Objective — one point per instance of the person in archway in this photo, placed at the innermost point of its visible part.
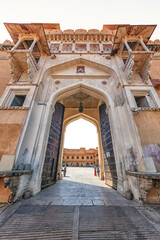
(95, 173)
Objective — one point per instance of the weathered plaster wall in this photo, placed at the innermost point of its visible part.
(11, 122)
(158, 91)
(148, 124)
(5, 75)
(4, 192)
(155, 69)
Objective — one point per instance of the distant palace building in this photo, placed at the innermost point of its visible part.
(80, 157)
(50, 78)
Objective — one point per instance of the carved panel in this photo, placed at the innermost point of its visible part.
(54, 48)
(81, 47)
(107, 47)
(94, 47)
(67, 47)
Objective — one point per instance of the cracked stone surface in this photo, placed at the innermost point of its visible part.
(80, 206)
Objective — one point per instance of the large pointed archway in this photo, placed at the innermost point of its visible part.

***

*TASK PROMPT*: Retype exactly the lines from the one containing "Objective — one point per instance of the cracked" through the end of the data. Add nothing.

*WRITTEN ANSWER*:
Objective — one point per instance of the cracked stone surface in this photo, placed at the innermost point of its visible part.
(80, 206)
Objective — one point per instance of the large pointed archway in this photo, placed at the innermost point of its visible part.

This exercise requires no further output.